**Stored rows**
"""
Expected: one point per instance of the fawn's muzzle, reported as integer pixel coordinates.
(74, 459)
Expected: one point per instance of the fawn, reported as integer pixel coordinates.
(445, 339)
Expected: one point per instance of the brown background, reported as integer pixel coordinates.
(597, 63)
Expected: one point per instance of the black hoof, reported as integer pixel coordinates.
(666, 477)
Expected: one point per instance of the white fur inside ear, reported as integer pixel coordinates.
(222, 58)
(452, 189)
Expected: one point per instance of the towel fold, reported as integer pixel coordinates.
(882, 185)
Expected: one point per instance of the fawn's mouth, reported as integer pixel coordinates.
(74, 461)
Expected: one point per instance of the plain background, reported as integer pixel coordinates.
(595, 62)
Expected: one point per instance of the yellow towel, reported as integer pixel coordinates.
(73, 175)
"""
**Task instructions**
Scale the items from the line containing "Expected: one point per instance of the towel" through the end of the items, and rewrite only those lines, requests included. Multiply every coordinate in the answers by 0.2 and round to whole numbers, rounding halves up.

**Written reply**
Expected: one point per instance of the towel fold, reported as integer pixel coordinates.
(176, 37)
Expected: one point per instance of the fawn's mouth, reported as integer pixel coordinates.
(15, 92)
Expected: one point per instance of the plain background, reported as integer pixel coordinates.
(119, 12)
Expected: one point per instance of the yellow towel, reported as integer pixel coordinates.
(15, 35)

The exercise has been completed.